* BEGIN Extracted entries *
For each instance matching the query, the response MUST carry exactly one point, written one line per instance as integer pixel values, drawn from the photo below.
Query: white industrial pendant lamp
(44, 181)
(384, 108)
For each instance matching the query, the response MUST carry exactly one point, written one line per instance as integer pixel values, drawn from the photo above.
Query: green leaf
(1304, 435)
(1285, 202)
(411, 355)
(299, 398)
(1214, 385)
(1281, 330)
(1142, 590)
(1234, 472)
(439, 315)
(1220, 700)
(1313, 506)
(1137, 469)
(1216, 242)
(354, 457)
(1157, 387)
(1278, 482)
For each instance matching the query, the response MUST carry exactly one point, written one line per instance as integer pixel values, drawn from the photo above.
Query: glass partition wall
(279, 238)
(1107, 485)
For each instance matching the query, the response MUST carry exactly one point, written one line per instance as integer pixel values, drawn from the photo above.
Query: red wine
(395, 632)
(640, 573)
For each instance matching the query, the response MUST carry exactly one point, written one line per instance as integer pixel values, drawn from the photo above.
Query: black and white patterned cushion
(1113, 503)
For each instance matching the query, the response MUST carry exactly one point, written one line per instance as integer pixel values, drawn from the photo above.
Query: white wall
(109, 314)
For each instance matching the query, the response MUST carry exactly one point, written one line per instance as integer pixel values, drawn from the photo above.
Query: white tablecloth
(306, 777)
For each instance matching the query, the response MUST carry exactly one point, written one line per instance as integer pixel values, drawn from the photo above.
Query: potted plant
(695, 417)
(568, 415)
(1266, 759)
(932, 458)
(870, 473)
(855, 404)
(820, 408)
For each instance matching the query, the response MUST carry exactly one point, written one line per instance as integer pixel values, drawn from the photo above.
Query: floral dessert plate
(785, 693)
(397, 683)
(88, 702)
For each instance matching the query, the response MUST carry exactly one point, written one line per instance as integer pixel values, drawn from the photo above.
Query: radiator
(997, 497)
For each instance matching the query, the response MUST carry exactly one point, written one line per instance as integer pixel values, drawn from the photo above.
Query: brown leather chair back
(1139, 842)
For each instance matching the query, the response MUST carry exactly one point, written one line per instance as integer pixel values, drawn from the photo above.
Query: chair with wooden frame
* END Extracted entries *
- **Instructions for the task**
Return each line in the items above that contains the word "white". The match is case-sensitive.

- **Output for this exercise**
Query: white industrial pendant lamp
Query: black and white patterned cushion
Query: white wall
Query: white tablecloth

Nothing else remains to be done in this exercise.